_Ejercicio 1_. Reproduce del relato sobre mujeres y trabajo el fragmento que va de "Soy sincera cuando" a "recorrer esa senda.".
_Ejercicio 2_.
Responde según el relato sobre mujeres y trabajo:
(a) ¿Con qué foro se colaboraba al publicar el relato?
(b) ¿Por qué asuntos le preguntaron a la autora en más de una entrevista de trabajo?
(c) ¿Qué pregunta le hicieron en la entrevista para un trabajo de cierto riesgo?
_Ejercicio 3_. Escribe la parte siguiente del relato sobre mujeres y trabajo a partir de la última oración que aparece.

Preguntas intimidantes y tomaduras de pelo

22/10/2013 en Doce Miradas

Este texto responde a la invitación que Silvia Muriel hizo a Doce Miradas para colaborar con el Foro para la Igualdad 2013 de Emakunde, con la publicación de experiencias personales de mujeres en el ámbito de la empresa. En estas líneas recojo algunas de las dificultades con las que nos encontramos las mujeres, por el mero hecho de serlo. También el reconocimiento de algunas buenas prácticas que en mi empresa hacen que ser mujer y trabajadora sea un poco más llevadero. Cal y arena. Aún nos queda.

 

Soy sincera cuando digo que en mi vida laboral no he vivido en primera persona ni la discriminación salarial ni el trato diferenciado por cuestión de género. Hablo de mi experiencia como trabajadora rasa, claro. Yo no tengo ambiciones profesionales de altura. Aspiro a disfrutar con mi trabajo y, según lo escribo, pienso que esta ambición, con los tiempos que corren, es suficientemente elevada. Digamos que no he sentido que me pusieran trabas para crecer, pero es que tampoco he intentado recorrer esa senda.

Sí he experimentado, en cambio,  cosas que me han hecho sentir mal, con esa sensación de que te toman el pelo y no sabes muy bien cómo afrontarlo. Por ejemplo, cuando en más de una entrevista de trabajo me han preguntado por mi estado civil y por mis intenciones de formar o no una familia. Lo peor de todo no era la pregunta, ya de por sí bastante intimidatoria; lo peor era mi reacción: las ganas poderosas de mentir y decir que no, que qué va; que para mí la prioridad en aquellos momentos era encontrar un trabajo que me permitiera crecer profesionalmente. Y generando pensamientos a la velocidad del rayo, me justificaba diciendo que apuntar “en aquellos momentos” me exculpaba de una mentira y gorda, porque nadie podía aventurar a partir de qué mes o año aquellos momentos serían otros y podría embarazarme sin miedo al reproche de la patronal.  Se colaba en mis pensamientos una vocecita que decía “Miente, Pinocho, miente. O no vas a encontrar trabajo en tu vida”. Triste presión la de las aspirantes a treintañeras.

A puntito de casarme estaba cuando en la entrevista para un trabajo de cierto riesgo pasaron por alto mis planes de boda y ni me preguntaron si tenía prisas por abordar la espinosa cuestión de la gestación y posterior crianza de vástagos. Pero me hicieron otra pregunta dolorosa: “¿Qué le parece a tu novio que quieras trabajar aquí?”. Sin comentarios. Por un momento se me vino a la cabeza si no debería haberme presentado a la entrevista con un justificante firmado de mi tutor.

La verdadera sensación de tomadura de pelo la tuve cuando por fin conseguí establecerme en un trabajo de esos que te hacen pensar que podrías jubilarte allí. No me quedo con las ganas y diré que los comienzos fueron muy, muy duros, porque di con un personaje gris oscuro que me trató mal y lo hizo porque ocupaba un puesto en el que puedes decirle a una trabajadora que carece de capacidad y de conocimientos para desempeñar su puesto. Sospecho que se sentía amenazado porque yo era una mujer que no tuvo pelos en la lengua para hacer tambalear su exceso de autoridad y su legitimidad para cuestionar permanentemente mi trabajo.

_Datos proporcionados_.
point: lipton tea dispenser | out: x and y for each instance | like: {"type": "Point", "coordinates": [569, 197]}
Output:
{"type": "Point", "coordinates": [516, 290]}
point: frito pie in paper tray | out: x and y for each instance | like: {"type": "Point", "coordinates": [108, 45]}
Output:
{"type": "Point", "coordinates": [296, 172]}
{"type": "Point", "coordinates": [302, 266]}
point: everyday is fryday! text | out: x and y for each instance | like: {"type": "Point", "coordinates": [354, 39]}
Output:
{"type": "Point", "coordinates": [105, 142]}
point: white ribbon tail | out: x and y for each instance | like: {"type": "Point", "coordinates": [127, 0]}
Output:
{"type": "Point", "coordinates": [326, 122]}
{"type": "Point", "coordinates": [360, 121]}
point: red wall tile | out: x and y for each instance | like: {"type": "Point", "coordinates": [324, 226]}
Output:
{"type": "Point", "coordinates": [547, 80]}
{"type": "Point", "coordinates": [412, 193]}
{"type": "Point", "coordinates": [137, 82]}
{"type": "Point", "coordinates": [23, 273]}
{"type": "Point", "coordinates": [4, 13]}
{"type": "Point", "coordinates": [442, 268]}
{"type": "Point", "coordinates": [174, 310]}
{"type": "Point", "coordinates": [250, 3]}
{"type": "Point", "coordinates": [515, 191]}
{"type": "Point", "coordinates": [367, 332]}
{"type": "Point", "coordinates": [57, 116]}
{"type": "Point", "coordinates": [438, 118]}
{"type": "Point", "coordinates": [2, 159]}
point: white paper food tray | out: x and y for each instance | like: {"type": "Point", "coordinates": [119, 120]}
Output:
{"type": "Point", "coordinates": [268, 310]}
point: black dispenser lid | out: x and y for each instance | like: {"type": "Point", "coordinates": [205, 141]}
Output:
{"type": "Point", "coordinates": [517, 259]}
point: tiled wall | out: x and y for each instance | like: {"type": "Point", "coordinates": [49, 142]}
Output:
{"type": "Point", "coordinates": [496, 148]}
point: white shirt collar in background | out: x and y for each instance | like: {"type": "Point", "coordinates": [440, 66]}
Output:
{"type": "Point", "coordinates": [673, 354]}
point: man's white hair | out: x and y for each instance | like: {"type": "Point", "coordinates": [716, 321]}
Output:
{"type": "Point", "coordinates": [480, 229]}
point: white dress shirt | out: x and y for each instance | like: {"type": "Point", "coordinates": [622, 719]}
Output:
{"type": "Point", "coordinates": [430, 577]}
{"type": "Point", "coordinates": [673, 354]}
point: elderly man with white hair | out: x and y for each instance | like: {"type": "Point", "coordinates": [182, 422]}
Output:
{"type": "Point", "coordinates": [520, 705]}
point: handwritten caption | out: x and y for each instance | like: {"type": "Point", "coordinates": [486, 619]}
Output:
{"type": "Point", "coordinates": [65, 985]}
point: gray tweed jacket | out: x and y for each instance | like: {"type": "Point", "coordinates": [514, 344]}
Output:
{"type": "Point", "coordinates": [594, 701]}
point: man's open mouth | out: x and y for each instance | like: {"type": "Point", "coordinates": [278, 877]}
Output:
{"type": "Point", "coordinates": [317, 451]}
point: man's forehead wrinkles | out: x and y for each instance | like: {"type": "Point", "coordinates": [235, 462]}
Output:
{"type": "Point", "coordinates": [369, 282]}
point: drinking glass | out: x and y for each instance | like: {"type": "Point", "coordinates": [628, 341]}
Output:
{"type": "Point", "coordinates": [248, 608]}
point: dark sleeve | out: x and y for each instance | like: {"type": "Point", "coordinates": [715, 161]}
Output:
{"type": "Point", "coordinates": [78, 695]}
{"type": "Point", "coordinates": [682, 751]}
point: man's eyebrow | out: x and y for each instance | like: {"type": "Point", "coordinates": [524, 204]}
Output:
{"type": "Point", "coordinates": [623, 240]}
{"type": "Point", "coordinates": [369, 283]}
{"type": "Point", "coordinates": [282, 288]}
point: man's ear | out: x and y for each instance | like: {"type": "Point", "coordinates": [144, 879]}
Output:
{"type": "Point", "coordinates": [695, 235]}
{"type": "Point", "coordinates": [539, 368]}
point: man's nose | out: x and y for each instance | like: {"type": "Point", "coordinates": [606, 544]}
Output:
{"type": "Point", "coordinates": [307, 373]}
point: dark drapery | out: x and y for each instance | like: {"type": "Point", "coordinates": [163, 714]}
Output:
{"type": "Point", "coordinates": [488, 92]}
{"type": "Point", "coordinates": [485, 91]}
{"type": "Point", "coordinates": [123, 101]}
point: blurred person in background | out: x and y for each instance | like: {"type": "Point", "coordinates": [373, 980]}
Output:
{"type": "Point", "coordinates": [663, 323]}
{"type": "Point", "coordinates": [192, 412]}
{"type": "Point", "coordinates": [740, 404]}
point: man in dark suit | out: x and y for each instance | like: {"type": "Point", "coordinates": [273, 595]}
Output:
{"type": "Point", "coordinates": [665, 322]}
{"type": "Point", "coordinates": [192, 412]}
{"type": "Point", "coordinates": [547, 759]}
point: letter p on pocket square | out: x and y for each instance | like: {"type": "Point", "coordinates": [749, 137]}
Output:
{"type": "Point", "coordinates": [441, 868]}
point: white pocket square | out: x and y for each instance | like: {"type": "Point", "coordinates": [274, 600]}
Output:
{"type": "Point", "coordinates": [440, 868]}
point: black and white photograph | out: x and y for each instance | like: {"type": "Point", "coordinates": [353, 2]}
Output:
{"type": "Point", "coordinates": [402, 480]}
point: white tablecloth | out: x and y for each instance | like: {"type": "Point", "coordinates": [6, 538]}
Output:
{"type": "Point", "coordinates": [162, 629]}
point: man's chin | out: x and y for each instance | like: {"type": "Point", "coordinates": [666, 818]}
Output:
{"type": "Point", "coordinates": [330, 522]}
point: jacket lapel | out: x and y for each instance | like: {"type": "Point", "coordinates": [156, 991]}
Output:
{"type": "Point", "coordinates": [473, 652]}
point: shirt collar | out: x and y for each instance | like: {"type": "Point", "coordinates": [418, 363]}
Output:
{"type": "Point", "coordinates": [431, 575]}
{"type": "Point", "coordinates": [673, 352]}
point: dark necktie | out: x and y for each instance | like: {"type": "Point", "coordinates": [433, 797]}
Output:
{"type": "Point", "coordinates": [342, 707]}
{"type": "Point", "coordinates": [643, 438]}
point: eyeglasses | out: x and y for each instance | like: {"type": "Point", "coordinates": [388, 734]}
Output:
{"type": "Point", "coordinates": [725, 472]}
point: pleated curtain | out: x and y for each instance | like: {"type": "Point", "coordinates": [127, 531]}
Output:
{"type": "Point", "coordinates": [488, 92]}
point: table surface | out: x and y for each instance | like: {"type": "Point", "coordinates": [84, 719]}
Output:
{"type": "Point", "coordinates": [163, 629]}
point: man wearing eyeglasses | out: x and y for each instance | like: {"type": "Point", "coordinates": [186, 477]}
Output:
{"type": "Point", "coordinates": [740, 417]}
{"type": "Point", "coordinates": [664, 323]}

_Respuesta 1_.
Soy sincera cuando digo que en mi vida laboral no he vivido en primera persona ni la discriminación salarial ni el trato diferenciado por cuestión de género. Hablo de mi experiencia como trabajadora rasa, claro. Yo no tengo ambiciones profesionales de altura. Aspiro a disfrutar con mi trabajo y, según lo escribo, pienso que esta ambición, con los tiempos que corren, es suficientemente elevada. Digamos que no he sentido que me pusieran trabas para crecer, pero es que tampoco he intentado recorrer esa senda.

_Respuesta 2_.
(a) Con el Foro para la Igualdad 2013 de Emakunde.
(b) Por su estado civil y por sus intenciones de formar o no una familia.
(c) "¿Qué le parece a tu novio que quieras trabajar aquí?".

_Respuesta 3_.
En este marco maravilloso de armonía laboral me quedé embarazada de mi primera hija. No hubo problema con eso. Ni con la baja por maternidad. Las dificultades llegaron con mis propuestas para  conciliar mi nueva situación familiar con la vida laboral. Tras la imposibilidad de llegar a un acuerdo que me permitiera conservar la totalidad de mi jornada y mi sueldo, me sujeté firmemente a la ley que me garantizaba una reducción de jornada y elegir el horario de trabajo respetando escrupulosamente el margen de mi empresa. Bien. La tomadura de pelo servida y lista para ser engullida sí o sí. Este episodio no tiene un final sorprendente. Es el pan nuestro de cada día. Pasé siete años sin que mi jornada fuera completada ni mis funciones menguadas. Pasé siete años rompiéndome a criar y a trabajar fuera de horario sin saber muy bien cuál de los dos frentes me desgastaba más. Esto pasa cuando una padece de sentido de la responsabilidad mal entendido. Hoy he aprendido y sé bien que si un kilo de manzanas vale un euro y medio y sólo tienes un euro, no te puedes llevar el kilo entero. Aquí y en Lima. No sé por qué con las reducciones de jornada esta matemática básica no se aplica, pero a mí ya no me pillan.

Debo decir, sin embargo, que hoy por hoy me siento plenamente reconocida y respaldada en mi trabajo. En una plantilla mayoritariamente formada por mujeres e igualmente valoradas por su desempeño, es justo reconocer que la dirección de mi empresa tiene la sensibilidad y la actitud propias de quien respeta a las mujeres –trabajadoras, madres y ambas cosas- y ofrece flexibilidad y comprensión ante situaciones de conflicto entre las responsabilidades familiares y laborales.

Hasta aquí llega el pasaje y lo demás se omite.